Trecho da página:
━━━━

Em 1201, o papa Inocêncio III formulou o que passaria a ser uma opinião comum. 'O castigo sofrido em razão do pecado original é o de ser privado da visão de Deus, o castigo sofrido em razão do pecado atual é o suplício da geena perpétua (inferno eterno)', declarou esse papa. Era uma confirmação da teoria de Santo Agostinho que seria reformulada por outros teólogos, com a noção do limbo para as crianças que morrem o sem o batismo. Segundo Santo Tomás de Aquino, o limbo é, no fundo, um lugar de beatitude. 'Como se crianças ficassem ali jogando futebol e comendo bem', ironiza Leonardo Boff.

O italiano Dante Alighieri encampou a idéia em A Divina Comédia, escrita no século 14. É no limbo que ele encontra o poeta Virgílio, seu guia na visita ao inferno, ao purgatório e ao paraíso, que lhe apresenta outras personalidades que viveram antes de Cristo, como Homero, Horácio, Ovídio, Sócrates e Platão. Pessoas ilustres e boas que só se encontravam ali porque não adoraram o verdadeiro Deus. 'Somos por essa causa, essa somente, perdidos, mas nossa pena é só esta: sem esperança ansiar eternamente', queixa-se Virgílio no Canto IV. Para Dante, o limbo é um vestíbulo do inferno e é destinado também a adultos.

━━━━

Informações extraídas:
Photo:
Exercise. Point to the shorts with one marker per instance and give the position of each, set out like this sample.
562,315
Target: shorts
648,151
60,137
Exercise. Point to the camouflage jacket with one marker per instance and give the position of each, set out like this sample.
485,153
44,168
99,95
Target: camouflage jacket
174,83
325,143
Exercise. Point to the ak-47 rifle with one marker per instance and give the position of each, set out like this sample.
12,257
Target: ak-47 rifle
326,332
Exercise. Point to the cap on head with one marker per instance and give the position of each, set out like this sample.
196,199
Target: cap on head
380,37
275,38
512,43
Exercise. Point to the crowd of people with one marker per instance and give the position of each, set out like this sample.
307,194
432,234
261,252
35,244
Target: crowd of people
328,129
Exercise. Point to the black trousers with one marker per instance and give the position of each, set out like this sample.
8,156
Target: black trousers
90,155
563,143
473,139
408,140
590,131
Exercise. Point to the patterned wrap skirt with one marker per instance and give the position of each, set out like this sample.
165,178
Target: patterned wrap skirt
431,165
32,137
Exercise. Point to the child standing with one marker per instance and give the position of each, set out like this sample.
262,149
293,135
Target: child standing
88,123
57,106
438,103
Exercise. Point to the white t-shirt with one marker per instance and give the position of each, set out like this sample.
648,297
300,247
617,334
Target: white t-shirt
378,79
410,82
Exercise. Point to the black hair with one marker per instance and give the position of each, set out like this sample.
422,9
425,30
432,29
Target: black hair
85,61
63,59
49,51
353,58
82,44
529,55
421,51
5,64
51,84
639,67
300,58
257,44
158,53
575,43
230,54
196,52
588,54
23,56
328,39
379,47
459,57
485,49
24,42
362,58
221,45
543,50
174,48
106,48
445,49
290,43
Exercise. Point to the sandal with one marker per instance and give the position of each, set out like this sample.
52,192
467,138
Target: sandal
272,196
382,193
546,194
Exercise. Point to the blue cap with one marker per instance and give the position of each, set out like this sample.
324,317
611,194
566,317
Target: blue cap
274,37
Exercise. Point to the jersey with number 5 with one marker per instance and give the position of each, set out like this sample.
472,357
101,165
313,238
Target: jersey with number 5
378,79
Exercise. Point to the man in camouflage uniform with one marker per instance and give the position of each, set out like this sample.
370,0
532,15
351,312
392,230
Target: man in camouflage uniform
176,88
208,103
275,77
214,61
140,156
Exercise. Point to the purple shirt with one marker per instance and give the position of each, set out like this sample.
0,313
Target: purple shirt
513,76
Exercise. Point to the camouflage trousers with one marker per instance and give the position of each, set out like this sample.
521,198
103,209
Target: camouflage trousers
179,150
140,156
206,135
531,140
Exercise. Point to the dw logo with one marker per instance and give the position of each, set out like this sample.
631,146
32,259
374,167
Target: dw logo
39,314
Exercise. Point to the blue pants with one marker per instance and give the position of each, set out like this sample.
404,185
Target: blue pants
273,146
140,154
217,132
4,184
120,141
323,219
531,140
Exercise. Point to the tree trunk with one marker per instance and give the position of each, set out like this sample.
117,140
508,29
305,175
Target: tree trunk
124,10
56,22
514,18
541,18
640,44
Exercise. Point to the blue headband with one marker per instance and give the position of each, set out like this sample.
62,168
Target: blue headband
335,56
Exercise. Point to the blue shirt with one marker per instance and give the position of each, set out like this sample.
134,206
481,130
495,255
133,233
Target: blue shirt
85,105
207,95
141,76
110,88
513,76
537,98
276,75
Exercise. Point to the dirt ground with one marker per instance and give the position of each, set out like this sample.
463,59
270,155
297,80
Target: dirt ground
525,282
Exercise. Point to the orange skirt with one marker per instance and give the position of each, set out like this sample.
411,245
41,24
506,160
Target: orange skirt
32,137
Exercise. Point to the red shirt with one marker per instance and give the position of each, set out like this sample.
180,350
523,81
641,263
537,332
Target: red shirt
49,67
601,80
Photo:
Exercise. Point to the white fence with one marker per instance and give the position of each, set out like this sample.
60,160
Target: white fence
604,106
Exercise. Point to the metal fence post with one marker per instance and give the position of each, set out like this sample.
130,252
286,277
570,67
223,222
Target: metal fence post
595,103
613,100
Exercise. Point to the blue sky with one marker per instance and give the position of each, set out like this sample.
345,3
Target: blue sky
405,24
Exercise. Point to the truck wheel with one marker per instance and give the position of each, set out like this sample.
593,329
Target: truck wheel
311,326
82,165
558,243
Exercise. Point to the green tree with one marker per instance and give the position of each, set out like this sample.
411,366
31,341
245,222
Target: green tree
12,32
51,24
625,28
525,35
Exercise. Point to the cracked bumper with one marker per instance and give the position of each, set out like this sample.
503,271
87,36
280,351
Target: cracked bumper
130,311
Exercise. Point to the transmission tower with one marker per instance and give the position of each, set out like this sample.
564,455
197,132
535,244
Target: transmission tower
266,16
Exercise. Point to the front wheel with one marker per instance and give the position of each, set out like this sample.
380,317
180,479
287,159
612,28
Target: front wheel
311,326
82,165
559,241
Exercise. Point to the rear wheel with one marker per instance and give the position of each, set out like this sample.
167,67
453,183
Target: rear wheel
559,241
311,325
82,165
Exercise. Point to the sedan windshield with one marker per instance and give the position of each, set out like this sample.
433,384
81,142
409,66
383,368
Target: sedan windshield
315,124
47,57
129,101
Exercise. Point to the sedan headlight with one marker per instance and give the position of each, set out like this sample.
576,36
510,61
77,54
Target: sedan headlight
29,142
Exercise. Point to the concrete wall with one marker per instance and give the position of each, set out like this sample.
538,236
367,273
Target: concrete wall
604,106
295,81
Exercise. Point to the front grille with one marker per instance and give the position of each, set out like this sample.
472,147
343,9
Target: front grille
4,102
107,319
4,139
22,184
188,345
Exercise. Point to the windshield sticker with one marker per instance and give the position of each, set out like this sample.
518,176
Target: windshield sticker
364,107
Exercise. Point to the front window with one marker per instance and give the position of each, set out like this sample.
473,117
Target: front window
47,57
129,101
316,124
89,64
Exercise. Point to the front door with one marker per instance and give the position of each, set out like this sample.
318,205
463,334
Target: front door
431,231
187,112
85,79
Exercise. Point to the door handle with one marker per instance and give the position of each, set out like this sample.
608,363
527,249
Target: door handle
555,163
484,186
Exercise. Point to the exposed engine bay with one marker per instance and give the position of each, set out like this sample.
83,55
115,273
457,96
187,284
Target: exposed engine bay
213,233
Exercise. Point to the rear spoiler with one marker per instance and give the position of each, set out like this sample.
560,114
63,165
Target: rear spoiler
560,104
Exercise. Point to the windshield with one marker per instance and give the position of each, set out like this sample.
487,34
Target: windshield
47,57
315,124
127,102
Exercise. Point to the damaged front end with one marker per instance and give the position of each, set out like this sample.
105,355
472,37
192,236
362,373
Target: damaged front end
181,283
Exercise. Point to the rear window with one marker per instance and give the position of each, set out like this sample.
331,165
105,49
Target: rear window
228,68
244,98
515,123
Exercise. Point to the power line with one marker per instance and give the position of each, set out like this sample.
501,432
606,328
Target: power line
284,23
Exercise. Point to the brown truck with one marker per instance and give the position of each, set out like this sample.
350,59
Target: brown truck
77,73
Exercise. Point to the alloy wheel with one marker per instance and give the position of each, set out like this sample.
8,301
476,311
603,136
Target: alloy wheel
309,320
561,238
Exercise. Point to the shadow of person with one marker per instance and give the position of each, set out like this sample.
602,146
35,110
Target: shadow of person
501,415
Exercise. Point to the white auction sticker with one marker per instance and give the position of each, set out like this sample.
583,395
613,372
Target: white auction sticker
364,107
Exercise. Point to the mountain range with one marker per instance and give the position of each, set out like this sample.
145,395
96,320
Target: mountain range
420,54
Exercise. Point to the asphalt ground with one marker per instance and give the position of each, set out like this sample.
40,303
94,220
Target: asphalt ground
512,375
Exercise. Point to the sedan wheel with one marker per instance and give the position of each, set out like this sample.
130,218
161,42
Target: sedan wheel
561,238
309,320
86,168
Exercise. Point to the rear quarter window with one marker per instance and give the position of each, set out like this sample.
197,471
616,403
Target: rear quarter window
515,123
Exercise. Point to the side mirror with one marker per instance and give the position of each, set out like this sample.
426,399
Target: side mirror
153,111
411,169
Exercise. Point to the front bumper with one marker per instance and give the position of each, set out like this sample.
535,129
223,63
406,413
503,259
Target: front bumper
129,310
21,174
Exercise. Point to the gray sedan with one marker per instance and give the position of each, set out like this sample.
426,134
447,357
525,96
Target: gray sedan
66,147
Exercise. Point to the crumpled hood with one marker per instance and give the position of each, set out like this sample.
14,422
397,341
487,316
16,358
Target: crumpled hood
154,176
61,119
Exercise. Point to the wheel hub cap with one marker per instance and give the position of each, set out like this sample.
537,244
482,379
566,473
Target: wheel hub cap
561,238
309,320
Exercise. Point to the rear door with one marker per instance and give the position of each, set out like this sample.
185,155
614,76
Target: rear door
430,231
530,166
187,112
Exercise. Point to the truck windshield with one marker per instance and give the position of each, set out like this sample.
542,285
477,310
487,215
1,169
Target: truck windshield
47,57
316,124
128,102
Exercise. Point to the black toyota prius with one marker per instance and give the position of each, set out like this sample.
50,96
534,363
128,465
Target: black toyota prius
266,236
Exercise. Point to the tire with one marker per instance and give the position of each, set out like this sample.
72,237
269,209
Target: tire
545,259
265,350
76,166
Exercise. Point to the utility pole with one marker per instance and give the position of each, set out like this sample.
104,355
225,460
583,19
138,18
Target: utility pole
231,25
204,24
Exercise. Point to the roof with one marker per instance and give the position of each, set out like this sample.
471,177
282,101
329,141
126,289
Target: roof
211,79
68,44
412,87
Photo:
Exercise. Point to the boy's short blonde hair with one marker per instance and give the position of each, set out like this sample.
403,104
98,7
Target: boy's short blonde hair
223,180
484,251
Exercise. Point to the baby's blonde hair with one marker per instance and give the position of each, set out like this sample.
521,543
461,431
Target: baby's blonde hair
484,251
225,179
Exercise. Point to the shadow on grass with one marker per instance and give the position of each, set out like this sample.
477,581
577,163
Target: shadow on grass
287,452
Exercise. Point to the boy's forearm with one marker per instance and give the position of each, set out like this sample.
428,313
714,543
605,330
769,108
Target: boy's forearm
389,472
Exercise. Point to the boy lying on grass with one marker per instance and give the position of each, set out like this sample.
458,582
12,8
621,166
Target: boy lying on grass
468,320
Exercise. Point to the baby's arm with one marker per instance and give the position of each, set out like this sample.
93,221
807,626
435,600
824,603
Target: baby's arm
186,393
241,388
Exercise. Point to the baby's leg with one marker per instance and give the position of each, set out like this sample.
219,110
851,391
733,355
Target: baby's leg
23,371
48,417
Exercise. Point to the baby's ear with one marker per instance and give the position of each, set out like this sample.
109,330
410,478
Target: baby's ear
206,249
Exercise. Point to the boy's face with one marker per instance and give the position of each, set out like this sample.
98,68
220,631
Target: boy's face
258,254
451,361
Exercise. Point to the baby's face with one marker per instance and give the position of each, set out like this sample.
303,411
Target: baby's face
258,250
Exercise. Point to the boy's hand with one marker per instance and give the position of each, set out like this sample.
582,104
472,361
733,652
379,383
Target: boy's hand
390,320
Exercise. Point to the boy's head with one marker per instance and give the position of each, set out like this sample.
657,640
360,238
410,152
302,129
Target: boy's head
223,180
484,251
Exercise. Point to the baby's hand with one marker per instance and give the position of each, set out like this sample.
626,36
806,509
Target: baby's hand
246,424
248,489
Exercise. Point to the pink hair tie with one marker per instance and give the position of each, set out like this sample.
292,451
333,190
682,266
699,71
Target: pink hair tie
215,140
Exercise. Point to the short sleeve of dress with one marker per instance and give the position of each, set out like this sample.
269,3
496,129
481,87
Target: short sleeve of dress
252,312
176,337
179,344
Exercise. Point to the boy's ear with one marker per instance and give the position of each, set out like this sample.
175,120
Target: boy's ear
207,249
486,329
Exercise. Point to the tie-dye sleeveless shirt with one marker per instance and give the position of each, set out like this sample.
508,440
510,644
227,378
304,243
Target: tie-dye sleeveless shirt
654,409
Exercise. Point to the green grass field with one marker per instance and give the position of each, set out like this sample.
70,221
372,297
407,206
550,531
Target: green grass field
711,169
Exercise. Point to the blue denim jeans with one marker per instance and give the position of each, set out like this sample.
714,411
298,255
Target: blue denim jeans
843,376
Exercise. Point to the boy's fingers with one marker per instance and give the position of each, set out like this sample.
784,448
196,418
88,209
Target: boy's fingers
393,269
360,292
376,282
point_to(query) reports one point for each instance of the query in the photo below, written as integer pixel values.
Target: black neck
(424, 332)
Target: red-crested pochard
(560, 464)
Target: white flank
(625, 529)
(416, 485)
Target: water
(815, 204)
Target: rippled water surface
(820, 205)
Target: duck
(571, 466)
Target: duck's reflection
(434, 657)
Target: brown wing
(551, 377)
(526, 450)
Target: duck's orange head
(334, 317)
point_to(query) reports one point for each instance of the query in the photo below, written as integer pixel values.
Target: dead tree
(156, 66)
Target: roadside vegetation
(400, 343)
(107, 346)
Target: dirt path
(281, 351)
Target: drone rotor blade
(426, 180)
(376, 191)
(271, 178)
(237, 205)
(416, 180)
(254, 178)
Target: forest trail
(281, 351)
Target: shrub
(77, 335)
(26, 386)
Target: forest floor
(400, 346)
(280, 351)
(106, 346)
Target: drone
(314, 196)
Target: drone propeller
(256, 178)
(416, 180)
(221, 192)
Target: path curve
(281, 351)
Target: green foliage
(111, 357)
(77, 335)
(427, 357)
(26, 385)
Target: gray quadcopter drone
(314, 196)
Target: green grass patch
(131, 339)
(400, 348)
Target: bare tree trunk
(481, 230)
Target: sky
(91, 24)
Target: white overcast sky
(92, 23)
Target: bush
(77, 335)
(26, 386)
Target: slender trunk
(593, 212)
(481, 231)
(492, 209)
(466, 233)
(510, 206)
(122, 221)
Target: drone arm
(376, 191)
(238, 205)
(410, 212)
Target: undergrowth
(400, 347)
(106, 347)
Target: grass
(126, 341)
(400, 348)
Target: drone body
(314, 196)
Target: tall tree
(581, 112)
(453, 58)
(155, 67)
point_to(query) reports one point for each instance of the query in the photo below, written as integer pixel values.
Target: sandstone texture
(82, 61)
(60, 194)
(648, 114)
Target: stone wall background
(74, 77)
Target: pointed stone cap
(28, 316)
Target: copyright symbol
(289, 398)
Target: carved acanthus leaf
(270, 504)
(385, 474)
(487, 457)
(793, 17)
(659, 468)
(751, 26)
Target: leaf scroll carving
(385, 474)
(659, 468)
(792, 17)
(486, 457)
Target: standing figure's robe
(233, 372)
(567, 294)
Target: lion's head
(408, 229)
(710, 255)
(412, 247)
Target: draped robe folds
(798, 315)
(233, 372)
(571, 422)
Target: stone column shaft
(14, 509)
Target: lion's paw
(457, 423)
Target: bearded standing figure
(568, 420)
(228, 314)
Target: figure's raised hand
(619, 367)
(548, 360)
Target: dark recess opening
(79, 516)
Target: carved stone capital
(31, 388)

━━━━

Estenda o texto sobre o limbo, dando continuidade a partir da última frase.

Essa noção corresponde ao Sheol ou Morada dos Mortos, onde os justos de Israel aguardaram a vinda de Cristo, que os conduziu ao céu depois de morrer e ressuscitar. Dante descreve a cena, mais uma vez pelas palavras de Virgílio: 'Era eu ainda novo neste estado quando aqui vi chegar alguém , potente, de signos de vitória coroado', diz o poeta latino, referindo-se à 'descida de Cristo aos Infernos' (no caso, o limbo) para resgatar Davi, Abraão, Moisés, Raquel e outros santos do povo escolhido.

Há, portanto, duas noções de limbo - o dos adultos que dele foram retirados por Cristo e o das crianças não batizadas que jamais chegariam ao céu. A discussão dos teólogos no Vaticano limitou-se ao das crianças, porque o outro já não existe mais.

20 ANOS DE DEBATE

A Igreja debate essa questão há mais de 20 anos, desde quando João Paulo II pediu um parecer a especialistas que vinham se reunindo sob a coordenação da Congregação para a Doutrina da Fé, chefiada pelo cardeal Joseph Ratzinger, agora Bento XVI.

Existe hoje o consenso de que, muito mais do que um lugar, céu e inferno são uma situação definida pela visão beatífica ou pela falta dela. Céu é sinônimo do contato direto com Deus e inferno, o tormento pela privação eterna desse contato. A catequese utiliza imagens para descrever essa situação, apresentando os eleitos sorrindo entre nuvens e luzes no paraíso e os condenados gemendo nas chamas do inferno. Os mesmos recursos são usados para mostrar o purgatório, local provisório de provação, destinado àqueles que não podem ir direto ao céu porque cometeram faltas leves, mas não são mandados para o inferno porque não têm pecados mortais.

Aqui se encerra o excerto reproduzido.